WHAT YOU WILL DO
Output nothing but the lines from the first line of the entries to the line with "Expected: one point per instance of the knit", inclusive, exactly as they read.

━━━━━━

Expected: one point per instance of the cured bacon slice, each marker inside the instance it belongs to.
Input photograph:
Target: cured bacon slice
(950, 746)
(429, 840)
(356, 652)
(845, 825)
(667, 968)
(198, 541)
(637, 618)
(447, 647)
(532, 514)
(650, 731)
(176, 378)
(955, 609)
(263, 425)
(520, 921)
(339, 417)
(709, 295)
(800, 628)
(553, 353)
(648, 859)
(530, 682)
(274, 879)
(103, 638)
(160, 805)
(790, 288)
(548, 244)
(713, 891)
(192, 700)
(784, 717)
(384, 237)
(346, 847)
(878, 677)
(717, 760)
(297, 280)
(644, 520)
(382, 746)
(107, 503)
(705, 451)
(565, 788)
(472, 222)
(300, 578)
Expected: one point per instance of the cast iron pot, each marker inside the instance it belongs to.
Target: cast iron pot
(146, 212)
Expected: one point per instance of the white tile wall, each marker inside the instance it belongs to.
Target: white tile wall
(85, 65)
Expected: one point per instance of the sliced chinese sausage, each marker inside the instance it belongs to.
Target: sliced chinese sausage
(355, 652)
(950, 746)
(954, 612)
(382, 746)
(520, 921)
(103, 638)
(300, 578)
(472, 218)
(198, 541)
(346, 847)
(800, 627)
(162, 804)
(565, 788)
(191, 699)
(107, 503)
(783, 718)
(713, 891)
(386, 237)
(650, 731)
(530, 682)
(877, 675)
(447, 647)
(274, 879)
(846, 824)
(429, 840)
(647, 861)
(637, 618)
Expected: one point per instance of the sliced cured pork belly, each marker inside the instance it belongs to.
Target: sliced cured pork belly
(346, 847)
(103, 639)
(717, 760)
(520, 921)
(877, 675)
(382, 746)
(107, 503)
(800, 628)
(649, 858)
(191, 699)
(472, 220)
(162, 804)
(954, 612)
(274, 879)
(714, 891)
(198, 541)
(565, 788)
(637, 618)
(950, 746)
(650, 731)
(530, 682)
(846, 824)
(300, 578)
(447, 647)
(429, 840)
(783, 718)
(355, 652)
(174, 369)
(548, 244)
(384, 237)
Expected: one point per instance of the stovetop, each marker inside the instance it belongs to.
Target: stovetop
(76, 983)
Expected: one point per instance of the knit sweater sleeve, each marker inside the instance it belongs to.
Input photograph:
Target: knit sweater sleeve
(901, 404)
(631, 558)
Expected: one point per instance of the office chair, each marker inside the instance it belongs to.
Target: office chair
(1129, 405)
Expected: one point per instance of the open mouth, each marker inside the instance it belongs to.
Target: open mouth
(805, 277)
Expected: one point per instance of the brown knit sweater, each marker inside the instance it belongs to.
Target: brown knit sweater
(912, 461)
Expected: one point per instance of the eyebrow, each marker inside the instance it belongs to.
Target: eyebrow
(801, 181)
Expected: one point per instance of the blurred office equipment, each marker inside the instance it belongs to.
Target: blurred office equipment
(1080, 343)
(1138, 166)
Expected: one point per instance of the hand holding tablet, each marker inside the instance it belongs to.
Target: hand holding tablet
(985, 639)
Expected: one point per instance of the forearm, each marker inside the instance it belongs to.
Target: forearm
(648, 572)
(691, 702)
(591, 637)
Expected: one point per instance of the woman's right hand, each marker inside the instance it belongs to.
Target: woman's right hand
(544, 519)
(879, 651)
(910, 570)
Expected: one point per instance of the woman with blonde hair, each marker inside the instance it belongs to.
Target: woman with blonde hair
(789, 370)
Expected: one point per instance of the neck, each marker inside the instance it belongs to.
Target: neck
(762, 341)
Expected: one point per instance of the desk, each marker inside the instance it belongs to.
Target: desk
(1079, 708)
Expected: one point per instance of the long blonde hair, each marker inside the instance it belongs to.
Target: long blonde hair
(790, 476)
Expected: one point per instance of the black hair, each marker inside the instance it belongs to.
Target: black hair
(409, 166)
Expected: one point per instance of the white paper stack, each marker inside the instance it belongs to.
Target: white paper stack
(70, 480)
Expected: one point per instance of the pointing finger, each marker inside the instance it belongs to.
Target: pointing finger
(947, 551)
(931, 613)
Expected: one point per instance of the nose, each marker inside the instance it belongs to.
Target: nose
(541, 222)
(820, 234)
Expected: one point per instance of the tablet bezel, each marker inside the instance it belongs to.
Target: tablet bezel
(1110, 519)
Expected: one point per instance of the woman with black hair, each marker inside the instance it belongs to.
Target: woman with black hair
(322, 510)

━━━━━━

ANSWER BELOW
Expected: one point per instance of the cured bacon slice, each marker inside the instance it belongs to.
Input photograph:
Target: cured bacon slice
(950, 746)
(429, 840)
(356, 652)
(845, 825)
(667, 968)
(198, 541)
(637, 618)
(447, 647)
(532, 514)
(650, 731)
(176, 378)
(955, 609)
(263, 425)
(520, 921)
(339, 417)
(709, 295)
(800, 628)
(553, 353)
(648, 859)
(530, 682)
(274, 879)
(103, 638)
(160, 805)
(790, 288)
(548, 244)
(713, 891)
(192, 700)
(784, 717)
(384, 237)
(346, 847)
(878, 677)
(717, 760)
(297, 280)
(644, 520)
(382, 746)
(107, 503)
(705, 451)
(565, 788)
(472, 222)
(300, 578)
Expected: one point per instance of the cast iron pot, each marker inside the instance it belongs to.
Target: cast iron pot
(146, 212)
Expected: one point per instance of the white tile wall, each marker inside the instance it belongs to.
Target: white tile wall
(85, 65)
Expected: one point per instance of the sliced chinese sausage, each marker inside the instance it belongs to.
Target: sliced chinese sausage
(355, 652)
(950, 746)
(954, 612)
(382, 746)
(520, 921)
(103, 638)
(300, 578)
(472, 218)
(198, 541)
(346, 847)
(800, 627)
(162, 804)
(565, 788)
(191, 699)
(107, 503)
(783, 718)
(713, 891)
(386, 237)
(650, 731)
(530, 682)
(877, 675)
(447, 647)
(274, 879)
(846, 824)
(429, 840)
(647, 861)
(637, 618)
Expected: one point per instance of the sliced cured pork belly, each marker inside the instance it belongs to.
Target: sliced cured pork belly
(346, 847)
(103, 639)
(717, 760)
(520, 921)
(877, 675)
(382, 746)
(107, 503)
(800, 628)
(649, 858)
(191, 699)
(472, 220)
(162, 804)
(954, 612)
(274, 879)
(714, 891)
(198, 541)
(565, 788)
(637, 618)
(950, 746)
(650, 731)
(530, 682)
(846, 824)
(300, 578)
(447, 647)
(429, 840)
(783, 718)
(355, 652)
(174, 369)
(548, 244)
(384, 237)
Expected: one point per instance of the stovetop, each marker inside the instance it belongs to.
Target: stovetop
(76, 983)
Expected: one point per instance of the knit sweater sleeve, each marker inside the instance it belongs to.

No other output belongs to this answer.